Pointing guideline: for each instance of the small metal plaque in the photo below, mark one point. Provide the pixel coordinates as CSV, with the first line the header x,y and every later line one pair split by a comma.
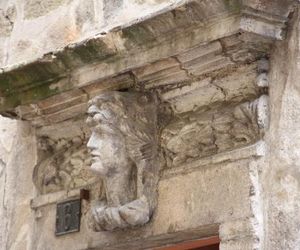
x,y
68,216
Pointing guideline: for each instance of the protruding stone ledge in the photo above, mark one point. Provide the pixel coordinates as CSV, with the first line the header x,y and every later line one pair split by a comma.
x,y
256,150
136,45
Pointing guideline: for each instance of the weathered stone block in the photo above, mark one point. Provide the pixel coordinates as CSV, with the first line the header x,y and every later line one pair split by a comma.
x,y
37,8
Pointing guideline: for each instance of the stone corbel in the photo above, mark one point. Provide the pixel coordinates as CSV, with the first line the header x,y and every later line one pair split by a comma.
x,y
123,146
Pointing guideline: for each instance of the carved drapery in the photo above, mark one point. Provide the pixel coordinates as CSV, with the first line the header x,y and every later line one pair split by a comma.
x,y
123,146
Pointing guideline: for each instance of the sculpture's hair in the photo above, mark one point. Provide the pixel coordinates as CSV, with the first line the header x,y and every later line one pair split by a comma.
x,y
129,114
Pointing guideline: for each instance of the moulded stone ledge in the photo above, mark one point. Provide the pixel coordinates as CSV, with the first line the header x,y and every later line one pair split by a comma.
x,y
137,44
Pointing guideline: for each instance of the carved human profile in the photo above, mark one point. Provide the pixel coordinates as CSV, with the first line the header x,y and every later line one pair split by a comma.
x,y
123,146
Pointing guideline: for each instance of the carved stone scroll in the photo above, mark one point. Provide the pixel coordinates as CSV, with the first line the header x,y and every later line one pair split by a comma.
x,y
199,135
63,165
123,146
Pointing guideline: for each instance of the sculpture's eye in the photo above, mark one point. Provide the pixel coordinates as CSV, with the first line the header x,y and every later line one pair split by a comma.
x,y
97,117
90,121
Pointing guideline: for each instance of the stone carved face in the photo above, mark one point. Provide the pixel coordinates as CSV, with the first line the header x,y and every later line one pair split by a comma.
x,y
108,151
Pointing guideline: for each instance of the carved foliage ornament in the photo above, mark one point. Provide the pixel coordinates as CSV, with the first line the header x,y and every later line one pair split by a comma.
x,y
123,146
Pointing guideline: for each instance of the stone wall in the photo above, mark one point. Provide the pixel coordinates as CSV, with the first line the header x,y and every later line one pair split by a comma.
x,y
18,156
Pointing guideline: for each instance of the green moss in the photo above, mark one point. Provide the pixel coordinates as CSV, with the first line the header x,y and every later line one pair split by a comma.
x,y
29,96
233,5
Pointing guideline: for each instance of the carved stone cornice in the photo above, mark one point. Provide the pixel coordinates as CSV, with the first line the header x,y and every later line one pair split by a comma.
x,y
76,72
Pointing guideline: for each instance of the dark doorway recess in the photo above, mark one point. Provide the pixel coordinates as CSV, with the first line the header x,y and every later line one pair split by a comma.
x,y
211,243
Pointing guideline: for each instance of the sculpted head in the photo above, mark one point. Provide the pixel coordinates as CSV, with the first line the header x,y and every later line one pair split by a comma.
x,y
123,145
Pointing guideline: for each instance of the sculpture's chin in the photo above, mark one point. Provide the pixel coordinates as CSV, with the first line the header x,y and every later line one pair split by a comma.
x,y
98,168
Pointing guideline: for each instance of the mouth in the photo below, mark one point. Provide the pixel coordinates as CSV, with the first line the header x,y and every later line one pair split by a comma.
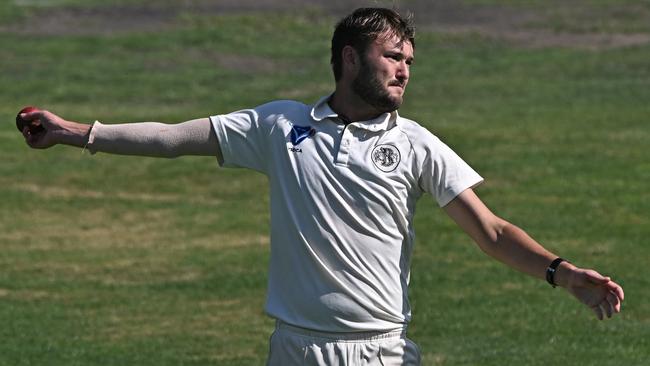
x,y
397,83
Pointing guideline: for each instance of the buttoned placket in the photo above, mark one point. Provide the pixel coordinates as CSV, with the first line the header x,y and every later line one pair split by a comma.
x,y
343,154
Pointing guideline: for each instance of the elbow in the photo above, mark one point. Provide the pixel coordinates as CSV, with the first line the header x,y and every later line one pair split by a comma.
x,y
493,237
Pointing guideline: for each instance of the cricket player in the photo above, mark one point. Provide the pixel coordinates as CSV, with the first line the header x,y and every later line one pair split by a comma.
x,y
345,174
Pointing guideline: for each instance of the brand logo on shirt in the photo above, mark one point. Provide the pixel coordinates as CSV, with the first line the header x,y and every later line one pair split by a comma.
x,y
300,133
385,157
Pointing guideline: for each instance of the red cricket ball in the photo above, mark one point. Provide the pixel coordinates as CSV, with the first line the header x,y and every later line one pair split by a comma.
x,y
35,126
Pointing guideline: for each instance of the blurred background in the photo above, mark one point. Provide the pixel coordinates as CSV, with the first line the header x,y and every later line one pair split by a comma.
x,y
109,260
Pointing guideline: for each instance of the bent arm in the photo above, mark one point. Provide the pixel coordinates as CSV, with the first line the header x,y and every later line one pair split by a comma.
x,y
194,137
512,246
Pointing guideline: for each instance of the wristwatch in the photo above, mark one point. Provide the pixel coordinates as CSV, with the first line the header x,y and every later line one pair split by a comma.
x,y
550,271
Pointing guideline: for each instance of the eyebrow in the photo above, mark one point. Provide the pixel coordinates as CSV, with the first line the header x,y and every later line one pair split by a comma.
x,y
397,52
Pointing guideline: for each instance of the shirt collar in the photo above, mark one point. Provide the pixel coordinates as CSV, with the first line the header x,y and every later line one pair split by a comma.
x,y
322,110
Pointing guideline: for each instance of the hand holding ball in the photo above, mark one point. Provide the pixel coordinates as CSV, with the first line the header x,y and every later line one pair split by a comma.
x,y
35,126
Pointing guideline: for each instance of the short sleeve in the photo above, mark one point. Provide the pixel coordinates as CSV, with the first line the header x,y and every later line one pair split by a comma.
x,y
242,139
443,173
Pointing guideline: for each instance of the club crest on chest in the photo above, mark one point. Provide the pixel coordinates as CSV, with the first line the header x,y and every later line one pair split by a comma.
x,y
385,157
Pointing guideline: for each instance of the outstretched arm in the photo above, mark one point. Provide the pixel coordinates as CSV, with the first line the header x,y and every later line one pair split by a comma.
x,y
512,246
154,139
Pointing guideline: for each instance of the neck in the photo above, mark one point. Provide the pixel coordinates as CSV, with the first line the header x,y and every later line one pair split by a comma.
x,y
350,107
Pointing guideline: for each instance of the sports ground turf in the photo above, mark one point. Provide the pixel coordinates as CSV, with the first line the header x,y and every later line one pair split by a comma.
x,y
108,260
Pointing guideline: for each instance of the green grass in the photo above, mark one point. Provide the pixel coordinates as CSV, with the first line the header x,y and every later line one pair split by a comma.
x,y
110,260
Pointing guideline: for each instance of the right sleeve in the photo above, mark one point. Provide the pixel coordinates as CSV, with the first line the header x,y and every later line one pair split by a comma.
x,y
242,139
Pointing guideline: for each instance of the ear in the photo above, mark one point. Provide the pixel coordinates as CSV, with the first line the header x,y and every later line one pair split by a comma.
x,y
350,59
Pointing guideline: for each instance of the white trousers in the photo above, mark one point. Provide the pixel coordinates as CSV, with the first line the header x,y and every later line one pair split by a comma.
x,y
293,346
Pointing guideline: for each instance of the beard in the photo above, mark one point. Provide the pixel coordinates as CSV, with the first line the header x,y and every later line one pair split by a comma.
x,y
372,91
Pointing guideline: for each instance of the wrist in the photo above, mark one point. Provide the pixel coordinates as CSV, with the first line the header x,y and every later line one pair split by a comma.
x,y
563,274
73,133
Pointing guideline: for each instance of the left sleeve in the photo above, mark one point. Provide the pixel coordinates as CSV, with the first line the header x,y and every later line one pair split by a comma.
x,y
443,173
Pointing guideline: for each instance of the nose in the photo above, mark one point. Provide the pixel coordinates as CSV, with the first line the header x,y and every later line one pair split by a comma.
x,y
403,71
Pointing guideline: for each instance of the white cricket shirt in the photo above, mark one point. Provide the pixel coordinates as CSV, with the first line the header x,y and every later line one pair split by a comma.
x,y
342,205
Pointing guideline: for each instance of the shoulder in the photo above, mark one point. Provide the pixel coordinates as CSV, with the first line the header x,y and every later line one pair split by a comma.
x,y
282,107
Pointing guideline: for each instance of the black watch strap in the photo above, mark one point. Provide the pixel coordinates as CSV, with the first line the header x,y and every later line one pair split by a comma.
x,y
550,271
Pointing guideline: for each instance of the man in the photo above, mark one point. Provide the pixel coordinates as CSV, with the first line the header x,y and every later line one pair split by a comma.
x,y
345,175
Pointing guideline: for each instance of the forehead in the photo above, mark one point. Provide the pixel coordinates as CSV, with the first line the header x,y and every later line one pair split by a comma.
x,y
391,43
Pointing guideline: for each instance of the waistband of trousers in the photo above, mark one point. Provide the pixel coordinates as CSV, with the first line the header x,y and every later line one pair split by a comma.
x,y
342,336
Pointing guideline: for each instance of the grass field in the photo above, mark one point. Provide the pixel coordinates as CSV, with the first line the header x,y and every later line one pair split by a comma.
x,y
108,260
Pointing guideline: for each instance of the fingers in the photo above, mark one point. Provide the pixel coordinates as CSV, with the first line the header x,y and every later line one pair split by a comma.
x,y
596,278
616,289
599,311
614,301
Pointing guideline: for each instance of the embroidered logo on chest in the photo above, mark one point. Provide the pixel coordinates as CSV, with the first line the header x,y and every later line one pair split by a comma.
x,y
299,133
385,157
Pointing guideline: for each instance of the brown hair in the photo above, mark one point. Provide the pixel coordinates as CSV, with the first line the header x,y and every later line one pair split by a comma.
x,y
363,27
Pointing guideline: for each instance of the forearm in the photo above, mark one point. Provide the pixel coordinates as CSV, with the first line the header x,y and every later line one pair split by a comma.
x,y
514,247
154,139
┄┄┄┄┄┄
• WHAT THIS TASK INVOLVES: Only a word-for-word repetition of the lines from the one containing "Pointing guideline: for each instance of the fingers" to the final line of the data above counts as the answer.

• TASK ANSWER:
Pointing guideline: for each instance of the fingers in the photo above, mark one point. Provide the pixel coordinates as CSV, with the first line the header x,y and every later line one pair split by a comma.
x,y
596,278
616,289
599,311
614,301
Pointing guideline: for each instance of the embroidered logo on chest in the photo above, mark one point. Provide the pixel coordinates as CSV, with the first line the header x,y and every later line one pair split by a comma.
x,y
299,133
385,157
Pointing guideline: for each instance of the brown hair in the photo above, mark one point. Provide the pixel coordinates as CSV, with the first line the header x,y and every later line one pair split by a comma.
x,y
363,27
Pointing guideline: for each instance of the forearm in the photo above, mark one point. Provide the pixel coordinates as CSV, with the first line the header x,y and every later line one pair split by a comma.
x,y
514,247
154,139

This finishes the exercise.